Task instructions: Show every line below where "SCAN" can be found.

Exercise materials:
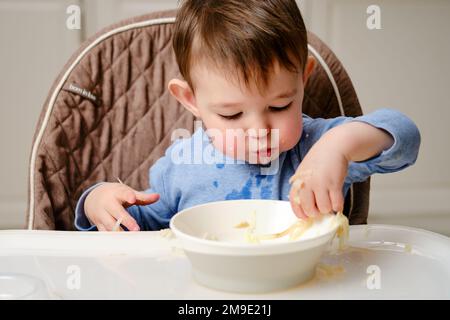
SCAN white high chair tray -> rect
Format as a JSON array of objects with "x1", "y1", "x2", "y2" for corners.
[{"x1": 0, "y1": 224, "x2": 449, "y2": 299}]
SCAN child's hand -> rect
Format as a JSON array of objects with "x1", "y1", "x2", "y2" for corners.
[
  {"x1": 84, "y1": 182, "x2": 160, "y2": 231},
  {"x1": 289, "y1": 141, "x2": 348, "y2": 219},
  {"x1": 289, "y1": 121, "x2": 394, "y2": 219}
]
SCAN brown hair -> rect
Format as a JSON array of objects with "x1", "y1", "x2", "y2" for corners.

==

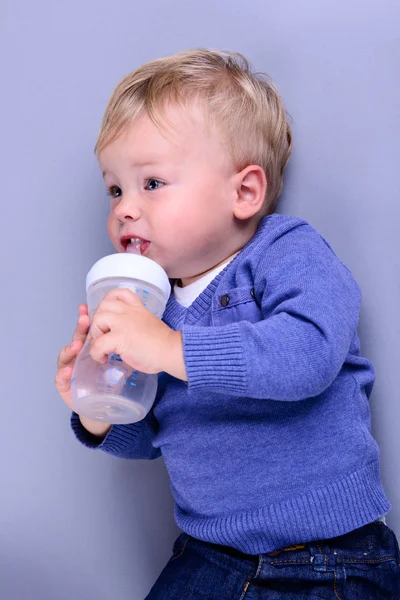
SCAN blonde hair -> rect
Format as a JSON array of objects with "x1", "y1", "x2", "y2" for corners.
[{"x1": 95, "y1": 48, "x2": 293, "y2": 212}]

* * *

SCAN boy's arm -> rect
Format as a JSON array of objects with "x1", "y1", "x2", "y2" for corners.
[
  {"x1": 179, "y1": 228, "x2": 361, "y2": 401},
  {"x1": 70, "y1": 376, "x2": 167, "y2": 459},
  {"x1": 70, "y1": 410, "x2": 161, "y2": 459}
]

Written answer:
SCAN white high chair tray -> rect
SCAN child's hand -> rect
SCAN brown hair -> rect
SCAN blonde hair -> rect
SCAN boy's arm -> rect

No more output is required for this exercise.